* START PASSAGE PROVIDED *

Thermal Metamorphism

      The process of thermal metamorphism, also called pyrometamorphism, takes place when an intrusive igneous body heats the surrounding rock. Metamorphism then occurs as heat inflow from the nearby igneous source catalyzes recrystallization of previously present rock.
      In cases of thermal metamorphism no new elements are introduced into the set of available elements. Instead new minerals form from those elements which were previously part of the system. For this reason thermal metamorphism is a type of isochemical metamorphism. For example, when a pure limestone (CaCO3) is heated by an intruding igneous body, it will recrystallize into pure marble (CaCO3). However, if impurities such as quartz (SiO2), clay (kaolinite, Al4(Si4O10)(OH)8) or iron oxide (hematite, Fe2O3, or magnetite Fe3O4) are present, new mineral species may be created. Quartz may combine with limestone to form wollastonite (Ca(SiO3)); the aluminum in clay may enter into the reaction and form corundum (Al2O3), spinel (MgAl2O4), and garnet (almandine, Fe3Al2(SiO4)3).

* END PASSAGE PROVIDED *
* START ENTRIES PROVIDED *

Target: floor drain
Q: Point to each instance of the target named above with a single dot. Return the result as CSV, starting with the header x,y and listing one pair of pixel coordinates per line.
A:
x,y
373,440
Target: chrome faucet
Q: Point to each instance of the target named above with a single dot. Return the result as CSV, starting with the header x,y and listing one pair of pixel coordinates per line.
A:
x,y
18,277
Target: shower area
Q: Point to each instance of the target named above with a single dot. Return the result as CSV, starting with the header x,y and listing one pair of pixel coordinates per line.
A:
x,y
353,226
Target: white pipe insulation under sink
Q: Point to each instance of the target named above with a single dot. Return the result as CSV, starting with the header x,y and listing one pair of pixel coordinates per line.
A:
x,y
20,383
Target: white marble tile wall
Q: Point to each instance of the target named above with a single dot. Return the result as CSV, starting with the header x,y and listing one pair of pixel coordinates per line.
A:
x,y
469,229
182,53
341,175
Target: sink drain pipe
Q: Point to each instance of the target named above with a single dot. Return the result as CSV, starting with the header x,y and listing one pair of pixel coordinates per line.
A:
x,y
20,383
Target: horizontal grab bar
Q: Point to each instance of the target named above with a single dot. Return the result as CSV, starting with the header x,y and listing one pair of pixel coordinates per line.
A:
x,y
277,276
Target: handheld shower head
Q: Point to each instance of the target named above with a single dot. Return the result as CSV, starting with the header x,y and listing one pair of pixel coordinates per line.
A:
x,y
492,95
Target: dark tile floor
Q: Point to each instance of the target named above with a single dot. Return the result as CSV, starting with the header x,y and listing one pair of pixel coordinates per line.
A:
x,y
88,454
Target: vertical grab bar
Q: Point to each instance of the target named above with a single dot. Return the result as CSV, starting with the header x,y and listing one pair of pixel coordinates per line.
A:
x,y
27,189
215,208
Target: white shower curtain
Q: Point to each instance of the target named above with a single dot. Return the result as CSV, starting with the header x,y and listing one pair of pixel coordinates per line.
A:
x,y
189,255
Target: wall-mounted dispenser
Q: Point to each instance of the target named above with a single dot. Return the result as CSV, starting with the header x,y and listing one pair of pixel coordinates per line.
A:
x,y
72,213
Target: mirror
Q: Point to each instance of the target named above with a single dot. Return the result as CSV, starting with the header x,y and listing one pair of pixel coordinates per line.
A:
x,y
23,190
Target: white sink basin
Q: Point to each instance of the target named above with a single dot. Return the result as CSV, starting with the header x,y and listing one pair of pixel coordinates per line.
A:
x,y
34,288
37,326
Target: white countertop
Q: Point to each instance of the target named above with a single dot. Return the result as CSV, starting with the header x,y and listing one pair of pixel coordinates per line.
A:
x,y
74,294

* END ENTRIES PROVIDED *

#### EXERCISES
**a)** From the passage on thermal metamorphism, write out the stretch from "The process of" through "previously present rock.".
**b)** Condense the paragraph of the thermal metamorphism passage that begins "In cases of thermal metamorphism no new" into a bulleted list that keeps its main facts.

#### SOLUTIONS
**a)**
The process of thermal metamorphism, also called pyrometamorphism, takes place when an intrusive igneous body heats the surrounding rock. Metamorphism then occurs as heat inflow from the nearby igneous source catalyzes recrystallization of previously present rock.

**b)**
- Thermal metamorphism introduces no new elements; new minerals form only from elements already in the system, which makes it a type of isochemical metamorphism.
- Pure limestone (CaCO3) heated by an intruding igneous body recrystallizes into pure marble (CaCO3).
- Impurities such as quartz (SiO2), clay (kaolinite) or iron oxide (hematite or magnetite) may produce new mineral species.
- Quartz may combine with limestone to form wollastonite (Ca(SiO3)).
- Aluminum in clay may react to form corundum (Al2O3), spinel (MgAl2O4) and garnet (almandine, Fe3Al2(SiO4)3).